• [Goal] Print the range of lines that opens with the line containing "Identify the bare" and closes with the last line of the listing. Include both ends; print nothing more.
# # # #
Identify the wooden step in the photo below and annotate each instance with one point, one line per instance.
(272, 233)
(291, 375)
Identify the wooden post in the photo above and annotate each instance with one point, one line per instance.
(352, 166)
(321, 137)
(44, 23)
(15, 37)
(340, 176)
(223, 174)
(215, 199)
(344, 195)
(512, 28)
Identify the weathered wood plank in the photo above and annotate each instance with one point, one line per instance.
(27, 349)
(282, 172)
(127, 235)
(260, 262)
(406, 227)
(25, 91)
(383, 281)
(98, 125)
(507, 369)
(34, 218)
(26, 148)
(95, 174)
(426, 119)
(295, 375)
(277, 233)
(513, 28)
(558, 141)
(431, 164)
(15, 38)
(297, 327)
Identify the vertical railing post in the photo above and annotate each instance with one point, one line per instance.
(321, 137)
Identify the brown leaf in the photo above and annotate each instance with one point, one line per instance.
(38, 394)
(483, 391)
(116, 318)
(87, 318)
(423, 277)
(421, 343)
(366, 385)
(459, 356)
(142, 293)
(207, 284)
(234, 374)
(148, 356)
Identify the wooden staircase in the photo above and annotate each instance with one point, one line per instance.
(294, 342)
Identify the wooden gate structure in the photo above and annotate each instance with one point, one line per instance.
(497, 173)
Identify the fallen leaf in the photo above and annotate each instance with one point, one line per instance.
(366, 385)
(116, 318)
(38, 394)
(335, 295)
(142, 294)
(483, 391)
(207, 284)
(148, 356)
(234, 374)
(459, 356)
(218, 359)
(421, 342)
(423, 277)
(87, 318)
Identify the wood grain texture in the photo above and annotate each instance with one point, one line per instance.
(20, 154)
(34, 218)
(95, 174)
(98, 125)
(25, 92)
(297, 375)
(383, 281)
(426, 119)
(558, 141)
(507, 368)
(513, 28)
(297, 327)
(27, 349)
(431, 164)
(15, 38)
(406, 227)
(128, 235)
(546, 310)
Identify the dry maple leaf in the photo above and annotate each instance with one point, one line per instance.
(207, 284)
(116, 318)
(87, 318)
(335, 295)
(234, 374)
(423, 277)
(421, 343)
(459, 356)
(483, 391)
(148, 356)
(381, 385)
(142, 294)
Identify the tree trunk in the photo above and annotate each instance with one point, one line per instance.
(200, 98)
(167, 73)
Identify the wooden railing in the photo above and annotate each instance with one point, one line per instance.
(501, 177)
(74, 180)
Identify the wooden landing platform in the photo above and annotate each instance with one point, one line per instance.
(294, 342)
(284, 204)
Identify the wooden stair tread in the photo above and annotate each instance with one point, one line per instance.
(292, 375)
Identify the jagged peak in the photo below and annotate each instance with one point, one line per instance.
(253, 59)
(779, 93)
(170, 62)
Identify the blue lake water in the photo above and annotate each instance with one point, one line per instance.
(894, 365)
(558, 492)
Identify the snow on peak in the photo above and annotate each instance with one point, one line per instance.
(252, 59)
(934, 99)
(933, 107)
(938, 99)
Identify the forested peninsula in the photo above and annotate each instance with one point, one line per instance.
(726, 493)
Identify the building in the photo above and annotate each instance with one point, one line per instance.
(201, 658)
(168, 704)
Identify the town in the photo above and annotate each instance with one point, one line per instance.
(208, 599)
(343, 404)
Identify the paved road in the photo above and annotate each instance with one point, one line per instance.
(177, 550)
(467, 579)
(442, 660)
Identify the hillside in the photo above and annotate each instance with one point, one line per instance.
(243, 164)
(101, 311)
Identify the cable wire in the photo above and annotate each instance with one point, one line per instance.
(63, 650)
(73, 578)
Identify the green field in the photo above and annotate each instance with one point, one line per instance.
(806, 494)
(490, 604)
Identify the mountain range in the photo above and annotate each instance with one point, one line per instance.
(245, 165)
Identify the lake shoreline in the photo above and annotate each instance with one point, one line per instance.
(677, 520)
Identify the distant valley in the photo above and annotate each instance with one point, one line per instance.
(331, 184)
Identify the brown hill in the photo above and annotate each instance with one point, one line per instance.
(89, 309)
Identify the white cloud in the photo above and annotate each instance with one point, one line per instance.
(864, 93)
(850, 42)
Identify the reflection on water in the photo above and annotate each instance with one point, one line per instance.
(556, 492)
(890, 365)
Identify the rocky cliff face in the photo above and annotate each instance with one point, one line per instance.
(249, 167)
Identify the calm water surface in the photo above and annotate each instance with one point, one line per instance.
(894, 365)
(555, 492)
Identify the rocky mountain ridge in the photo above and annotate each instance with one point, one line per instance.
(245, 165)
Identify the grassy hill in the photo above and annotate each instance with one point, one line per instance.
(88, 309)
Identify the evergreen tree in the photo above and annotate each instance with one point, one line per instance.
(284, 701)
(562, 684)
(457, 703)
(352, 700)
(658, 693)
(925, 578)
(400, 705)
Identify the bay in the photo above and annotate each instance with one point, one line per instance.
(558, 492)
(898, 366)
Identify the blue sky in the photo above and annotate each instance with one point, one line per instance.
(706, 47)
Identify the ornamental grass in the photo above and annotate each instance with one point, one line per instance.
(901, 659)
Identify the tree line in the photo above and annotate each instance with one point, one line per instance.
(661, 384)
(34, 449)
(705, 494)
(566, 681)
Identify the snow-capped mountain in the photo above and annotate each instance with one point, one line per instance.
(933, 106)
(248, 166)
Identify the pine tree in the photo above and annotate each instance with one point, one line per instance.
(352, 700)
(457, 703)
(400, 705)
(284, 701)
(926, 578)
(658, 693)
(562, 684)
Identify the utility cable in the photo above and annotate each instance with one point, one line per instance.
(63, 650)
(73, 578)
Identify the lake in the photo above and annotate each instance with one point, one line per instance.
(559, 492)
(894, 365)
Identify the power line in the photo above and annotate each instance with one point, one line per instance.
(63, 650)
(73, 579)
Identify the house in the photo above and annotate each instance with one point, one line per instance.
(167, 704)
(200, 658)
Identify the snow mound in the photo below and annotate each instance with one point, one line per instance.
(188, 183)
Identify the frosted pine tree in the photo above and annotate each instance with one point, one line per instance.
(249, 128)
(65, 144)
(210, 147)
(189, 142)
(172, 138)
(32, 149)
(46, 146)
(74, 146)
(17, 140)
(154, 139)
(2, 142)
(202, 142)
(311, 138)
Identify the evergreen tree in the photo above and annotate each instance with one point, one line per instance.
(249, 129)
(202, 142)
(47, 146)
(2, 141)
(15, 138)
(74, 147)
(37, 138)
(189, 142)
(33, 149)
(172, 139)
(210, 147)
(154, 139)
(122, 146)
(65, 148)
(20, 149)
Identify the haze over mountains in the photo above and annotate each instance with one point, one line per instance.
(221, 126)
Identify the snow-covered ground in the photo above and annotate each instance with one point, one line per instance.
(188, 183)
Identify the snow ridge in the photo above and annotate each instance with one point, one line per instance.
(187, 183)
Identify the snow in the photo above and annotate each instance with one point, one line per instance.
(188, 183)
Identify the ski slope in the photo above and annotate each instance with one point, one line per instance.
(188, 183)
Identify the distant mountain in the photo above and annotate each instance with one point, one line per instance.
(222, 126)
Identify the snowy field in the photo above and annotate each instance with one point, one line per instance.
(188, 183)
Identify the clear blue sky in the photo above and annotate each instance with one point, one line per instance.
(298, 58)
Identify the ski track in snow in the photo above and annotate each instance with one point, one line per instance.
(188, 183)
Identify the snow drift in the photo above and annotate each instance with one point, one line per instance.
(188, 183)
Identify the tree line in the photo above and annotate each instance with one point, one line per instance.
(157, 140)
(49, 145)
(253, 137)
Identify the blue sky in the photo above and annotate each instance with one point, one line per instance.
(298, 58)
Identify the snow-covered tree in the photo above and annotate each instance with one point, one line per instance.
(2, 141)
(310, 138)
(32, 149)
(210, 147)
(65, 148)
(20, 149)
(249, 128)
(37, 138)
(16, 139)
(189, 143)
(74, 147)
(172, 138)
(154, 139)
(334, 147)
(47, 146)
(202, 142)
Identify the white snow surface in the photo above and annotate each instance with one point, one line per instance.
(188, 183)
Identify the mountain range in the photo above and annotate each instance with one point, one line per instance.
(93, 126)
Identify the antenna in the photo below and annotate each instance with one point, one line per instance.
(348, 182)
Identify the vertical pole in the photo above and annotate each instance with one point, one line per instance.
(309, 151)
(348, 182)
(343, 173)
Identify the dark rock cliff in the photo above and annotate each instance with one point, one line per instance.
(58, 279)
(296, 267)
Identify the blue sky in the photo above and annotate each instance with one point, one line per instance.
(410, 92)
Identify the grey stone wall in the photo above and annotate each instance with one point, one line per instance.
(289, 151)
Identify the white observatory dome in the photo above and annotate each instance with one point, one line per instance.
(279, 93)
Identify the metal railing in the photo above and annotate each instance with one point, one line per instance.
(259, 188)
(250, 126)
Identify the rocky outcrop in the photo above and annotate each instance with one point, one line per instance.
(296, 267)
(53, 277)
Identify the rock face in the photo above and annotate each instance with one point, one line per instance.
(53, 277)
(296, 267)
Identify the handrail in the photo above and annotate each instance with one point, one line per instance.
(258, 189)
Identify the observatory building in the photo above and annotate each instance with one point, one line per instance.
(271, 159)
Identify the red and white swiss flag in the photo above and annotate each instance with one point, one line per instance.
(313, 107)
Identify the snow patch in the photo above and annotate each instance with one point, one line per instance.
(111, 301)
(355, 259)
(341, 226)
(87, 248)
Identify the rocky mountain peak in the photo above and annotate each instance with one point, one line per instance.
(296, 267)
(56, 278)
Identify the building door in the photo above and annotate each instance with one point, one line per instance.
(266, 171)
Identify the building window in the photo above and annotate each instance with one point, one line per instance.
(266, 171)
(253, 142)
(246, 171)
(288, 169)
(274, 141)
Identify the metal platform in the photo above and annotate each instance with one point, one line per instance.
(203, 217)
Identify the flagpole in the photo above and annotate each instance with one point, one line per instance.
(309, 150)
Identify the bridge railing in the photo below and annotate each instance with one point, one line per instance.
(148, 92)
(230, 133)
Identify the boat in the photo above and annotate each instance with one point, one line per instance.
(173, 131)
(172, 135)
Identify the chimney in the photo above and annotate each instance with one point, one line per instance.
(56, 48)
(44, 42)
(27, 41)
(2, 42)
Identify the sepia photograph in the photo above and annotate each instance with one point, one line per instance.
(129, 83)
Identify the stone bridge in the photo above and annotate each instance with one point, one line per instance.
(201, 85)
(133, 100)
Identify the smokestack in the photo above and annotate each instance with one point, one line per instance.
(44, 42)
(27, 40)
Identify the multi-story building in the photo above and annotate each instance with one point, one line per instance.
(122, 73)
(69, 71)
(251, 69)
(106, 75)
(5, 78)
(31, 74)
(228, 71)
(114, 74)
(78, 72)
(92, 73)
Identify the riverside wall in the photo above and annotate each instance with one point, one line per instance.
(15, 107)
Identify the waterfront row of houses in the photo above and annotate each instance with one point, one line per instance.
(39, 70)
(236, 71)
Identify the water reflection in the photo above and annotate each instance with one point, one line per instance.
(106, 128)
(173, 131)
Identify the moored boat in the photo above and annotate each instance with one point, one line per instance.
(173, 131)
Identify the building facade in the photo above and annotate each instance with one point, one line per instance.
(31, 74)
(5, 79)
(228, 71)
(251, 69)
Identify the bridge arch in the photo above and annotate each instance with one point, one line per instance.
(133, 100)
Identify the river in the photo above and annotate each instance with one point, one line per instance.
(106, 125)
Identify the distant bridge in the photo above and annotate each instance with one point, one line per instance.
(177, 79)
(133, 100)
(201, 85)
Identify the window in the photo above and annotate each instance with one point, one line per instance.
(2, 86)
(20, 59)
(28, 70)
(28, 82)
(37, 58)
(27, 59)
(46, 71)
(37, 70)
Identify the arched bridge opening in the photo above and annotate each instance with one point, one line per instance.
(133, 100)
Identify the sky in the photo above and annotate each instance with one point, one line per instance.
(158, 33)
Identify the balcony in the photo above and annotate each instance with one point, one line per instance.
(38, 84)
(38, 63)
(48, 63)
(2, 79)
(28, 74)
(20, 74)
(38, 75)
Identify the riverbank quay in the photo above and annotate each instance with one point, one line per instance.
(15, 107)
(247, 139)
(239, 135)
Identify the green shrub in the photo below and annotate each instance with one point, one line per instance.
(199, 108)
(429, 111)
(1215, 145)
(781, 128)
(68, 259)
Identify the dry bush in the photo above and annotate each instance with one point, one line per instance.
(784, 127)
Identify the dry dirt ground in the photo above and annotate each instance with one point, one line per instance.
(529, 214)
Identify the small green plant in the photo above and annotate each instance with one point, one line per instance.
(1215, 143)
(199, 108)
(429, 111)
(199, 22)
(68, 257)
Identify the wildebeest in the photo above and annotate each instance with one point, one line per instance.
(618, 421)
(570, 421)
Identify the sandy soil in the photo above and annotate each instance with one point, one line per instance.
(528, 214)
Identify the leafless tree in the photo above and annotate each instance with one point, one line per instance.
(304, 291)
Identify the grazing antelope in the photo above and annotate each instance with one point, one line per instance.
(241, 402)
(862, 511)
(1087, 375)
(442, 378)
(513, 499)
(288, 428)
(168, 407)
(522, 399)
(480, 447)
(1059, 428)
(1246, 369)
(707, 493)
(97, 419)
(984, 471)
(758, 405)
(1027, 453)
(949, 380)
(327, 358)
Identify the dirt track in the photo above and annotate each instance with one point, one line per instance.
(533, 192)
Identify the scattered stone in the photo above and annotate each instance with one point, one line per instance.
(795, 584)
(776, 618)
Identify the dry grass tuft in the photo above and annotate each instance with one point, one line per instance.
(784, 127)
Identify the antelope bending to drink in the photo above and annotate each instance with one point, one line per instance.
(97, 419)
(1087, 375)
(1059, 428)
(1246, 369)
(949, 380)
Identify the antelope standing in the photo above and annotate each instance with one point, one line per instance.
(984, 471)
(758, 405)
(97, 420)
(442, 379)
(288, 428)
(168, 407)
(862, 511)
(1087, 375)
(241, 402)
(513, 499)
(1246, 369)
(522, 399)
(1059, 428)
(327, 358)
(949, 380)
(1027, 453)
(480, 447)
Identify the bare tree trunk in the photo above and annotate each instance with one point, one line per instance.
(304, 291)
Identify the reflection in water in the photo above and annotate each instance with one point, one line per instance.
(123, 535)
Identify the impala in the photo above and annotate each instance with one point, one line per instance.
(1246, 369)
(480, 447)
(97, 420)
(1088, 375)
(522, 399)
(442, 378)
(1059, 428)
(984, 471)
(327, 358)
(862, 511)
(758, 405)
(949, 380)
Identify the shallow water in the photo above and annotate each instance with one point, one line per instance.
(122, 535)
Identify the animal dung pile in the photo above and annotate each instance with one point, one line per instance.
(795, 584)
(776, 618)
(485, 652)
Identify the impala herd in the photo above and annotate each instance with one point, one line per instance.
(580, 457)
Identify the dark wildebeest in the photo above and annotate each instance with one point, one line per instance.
# # # #
• [Problem solution]
Identify the bare tree trunk in the photo above and annotate each instance with one point, one line per instance.
(304, 291)
Identify the reflection in water in the photo above and annotate each instance with one point, one line per instance.
(123, 535)
Identify the impala in the photo above and annotate each instance with one point, one line per instance.
(1246, 369)
(480, 447)
(97, 420)
(1088, 375)
(522, 399)
(442, 378)
(1059, 428)
(984, 471)
(327, 358)
(862, 511)
(758, 405)
(949, 380)
Identify the shallow water in the photo above and annotate each instance with one point, one line per instance.
(122, 535)
Identify the animal dung pile in the photo above and annotate each instance with one point, one line per instance.
(795, 584)
(776, 618)
(485, 652)
Identify the impala herd in the photo above and annotate each instance with one point, one line per instance.
(580, 457)
Identify the dark wildebeest in the photo above and annotate each instance with one point, one line per instance.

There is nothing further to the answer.